RECORDS TO USE:
☆ ☆ ☆ ☆

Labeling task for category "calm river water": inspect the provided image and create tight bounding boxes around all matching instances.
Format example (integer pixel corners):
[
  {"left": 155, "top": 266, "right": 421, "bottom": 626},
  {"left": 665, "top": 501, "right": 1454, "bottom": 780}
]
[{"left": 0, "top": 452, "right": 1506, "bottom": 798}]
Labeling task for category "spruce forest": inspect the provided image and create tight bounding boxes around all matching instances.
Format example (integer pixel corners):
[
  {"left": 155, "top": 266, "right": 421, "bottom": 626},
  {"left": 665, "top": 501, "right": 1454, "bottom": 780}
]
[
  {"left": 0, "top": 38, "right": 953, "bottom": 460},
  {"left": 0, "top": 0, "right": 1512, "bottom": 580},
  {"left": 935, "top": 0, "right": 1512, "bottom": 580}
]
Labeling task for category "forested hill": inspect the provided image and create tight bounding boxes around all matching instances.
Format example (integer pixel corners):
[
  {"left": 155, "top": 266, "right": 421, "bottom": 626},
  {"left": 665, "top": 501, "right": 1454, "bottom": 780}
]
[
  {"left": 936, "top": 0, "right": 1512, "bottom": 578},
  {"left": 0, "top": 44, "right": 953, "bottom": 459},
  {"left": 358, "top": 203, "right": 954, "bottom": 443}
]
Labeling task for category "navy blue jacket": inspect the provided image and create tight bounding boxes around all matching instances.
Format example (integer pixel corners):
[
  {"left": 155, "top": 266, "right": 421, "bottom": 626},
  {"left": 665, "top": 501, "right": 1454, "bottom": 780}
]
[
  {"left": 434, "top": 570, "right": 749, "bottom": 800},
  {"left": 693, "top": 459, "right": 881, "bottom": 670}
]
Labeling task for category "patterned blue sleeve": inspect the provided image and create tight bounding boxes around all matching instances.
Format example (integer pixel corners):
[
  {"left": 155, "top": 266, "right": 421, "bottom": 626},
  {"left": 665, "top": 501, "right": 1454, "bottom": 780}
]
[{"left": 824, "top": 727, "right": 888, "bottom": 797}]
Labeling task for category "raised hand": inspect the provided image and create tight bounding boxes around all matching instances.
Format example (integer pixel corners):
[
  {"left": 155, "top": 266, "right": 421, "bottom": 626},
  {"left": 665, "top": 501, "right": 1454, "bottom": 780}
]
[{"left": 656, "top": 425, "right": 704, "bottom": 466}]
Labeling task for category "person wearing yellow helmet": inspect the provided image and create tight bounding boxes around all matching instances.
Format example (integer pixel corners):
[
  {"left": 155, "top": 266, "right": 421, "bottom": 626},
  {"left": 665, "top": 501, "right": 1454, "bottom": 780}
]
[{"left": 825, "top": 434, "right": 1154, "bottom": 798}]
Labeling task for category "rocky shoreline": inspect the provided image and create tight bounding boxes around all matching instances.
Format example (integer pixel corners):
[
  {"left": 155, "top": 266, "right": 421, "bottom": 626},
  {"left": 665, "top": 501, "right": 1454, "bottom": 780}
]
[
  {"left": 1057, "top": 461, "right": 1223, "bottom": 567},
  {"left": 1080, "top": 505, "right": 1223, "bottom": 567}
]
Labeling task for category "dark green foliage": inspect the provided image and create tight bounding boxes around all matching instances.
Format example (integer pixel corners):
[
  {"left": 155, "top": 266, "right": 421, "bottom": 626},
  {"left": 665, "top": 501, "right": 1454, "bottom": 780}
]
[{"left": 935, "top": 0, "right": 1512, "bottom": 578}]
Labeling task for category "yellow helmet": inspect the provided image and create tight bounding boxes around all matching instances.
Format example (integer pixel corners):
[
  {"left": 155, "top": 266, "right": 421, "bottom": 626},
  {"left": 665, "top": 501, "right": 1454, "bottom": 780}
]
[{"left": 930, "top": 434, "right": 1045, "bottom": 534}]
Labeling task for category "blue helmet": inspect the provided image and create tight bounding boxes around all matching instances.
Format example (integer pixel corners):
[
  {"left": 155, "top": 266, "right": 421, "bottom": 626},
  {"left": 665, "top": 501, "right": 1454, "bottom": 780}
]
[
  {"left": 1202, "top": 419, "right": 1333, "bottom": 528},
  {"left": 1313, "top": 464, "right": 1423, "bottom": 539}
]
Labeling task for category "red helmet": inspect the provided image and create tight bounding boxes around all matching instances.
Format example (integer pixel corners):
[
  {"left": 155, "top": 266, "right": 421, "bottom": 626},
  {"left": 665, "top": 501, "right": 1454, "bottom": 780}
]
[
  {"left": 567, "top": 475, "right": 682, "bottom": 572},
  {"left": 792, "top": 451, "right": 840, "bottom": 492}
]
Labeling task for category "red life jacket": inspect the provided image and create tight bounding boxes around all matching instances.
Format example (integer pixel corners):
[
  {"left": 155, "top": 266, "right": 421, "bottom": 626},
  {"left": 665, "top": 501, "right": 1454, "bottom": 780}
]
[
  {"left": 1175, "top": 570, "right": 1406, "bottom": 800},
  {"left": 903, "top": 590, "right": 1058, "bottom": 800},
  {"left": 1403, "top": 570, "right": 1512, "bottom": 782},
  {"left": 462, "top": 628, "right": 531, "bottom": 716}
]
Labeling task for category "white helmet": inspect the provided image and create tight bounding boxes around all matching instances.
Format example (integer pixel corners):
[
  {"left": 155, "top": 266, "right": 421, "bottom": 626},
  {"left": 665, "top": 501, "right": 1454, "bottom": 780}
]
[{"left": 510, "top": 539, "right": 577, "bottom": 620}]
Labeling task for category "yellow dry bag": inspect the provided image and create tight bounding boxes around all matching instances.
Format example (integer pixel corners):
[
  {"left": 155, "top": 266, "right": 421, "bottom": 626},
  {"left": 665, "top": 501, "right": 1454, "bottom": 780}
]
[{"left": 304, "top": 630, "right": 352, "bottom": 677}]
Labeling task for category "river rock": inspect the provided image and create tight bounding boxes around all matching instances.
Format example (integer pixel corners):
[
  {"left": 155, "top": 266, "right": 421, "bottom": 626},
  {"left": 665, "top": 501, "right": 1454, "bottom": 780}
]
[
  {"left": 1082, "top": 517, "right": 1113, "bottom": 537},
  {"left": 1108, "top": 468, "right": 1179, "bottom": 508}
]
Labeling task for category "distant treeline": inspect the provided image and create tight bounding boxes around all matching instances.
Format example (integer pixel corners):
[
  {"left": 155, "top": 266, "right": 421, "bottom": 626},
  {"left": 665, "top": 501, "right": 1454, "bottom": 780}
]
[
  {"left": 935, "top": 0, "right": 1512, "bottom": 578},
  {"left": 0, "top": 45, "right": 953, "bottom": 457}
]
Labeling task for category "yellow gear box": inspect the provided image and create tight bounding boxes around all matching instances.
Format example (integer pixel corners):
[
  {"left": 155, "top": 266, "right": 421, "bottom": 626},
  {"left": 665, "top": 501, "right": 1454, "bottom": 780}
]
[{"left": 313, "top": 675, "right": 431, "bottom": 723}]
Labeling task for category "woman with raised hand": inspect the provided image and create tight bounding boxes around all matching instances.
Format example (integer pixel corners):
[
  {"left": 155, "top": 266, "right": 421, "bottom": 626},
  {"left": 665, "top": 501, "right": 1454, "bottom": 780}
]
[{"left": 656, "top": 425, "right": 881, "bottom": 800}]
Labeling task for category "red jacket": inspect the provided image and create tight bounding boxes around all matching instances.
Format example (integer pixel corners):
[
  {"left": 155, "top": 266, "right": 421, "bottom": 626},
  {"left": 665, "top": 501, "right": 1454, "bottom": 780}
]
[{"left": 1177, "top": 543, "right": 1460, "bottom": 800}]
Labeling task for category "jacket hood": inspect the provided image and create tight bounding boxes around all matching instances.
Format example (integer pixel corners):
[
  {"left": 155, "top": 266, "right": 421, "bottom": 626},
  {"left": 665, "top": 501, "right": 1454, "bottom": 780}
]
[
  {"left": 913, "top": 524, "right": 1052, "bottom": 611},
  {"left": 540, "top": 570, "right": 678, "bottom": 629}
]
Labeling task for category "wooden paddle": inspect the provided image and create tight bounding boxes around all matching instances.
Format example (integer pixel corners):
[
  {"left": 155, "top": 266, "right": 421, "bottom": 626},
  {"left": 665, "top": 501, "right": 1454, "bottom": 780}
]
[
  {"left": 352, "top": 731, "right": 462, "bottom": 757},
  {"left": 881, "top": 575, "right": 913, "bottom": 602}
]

☆ ☆ ☆ ☆

AIM:
Copy every line of the items above that contains the string "yellow". Case counts.

WRITTEN SOLUTION:
Labeling task for category "person wearing yellow helmet": inspect the provided image and create tight bounding boxes around all matching instances.
Labeling task for category "yellow helmet": inspect the provided image and create tight bounding boxes around all matching instances.
Labeling task for category "yellow dry bag": inspect the provided image and create tight bounding boxes around all matching instances.
Labeling task for category "yellow gear box": inspect the provided image and create tight bounding boxes around all matching instances.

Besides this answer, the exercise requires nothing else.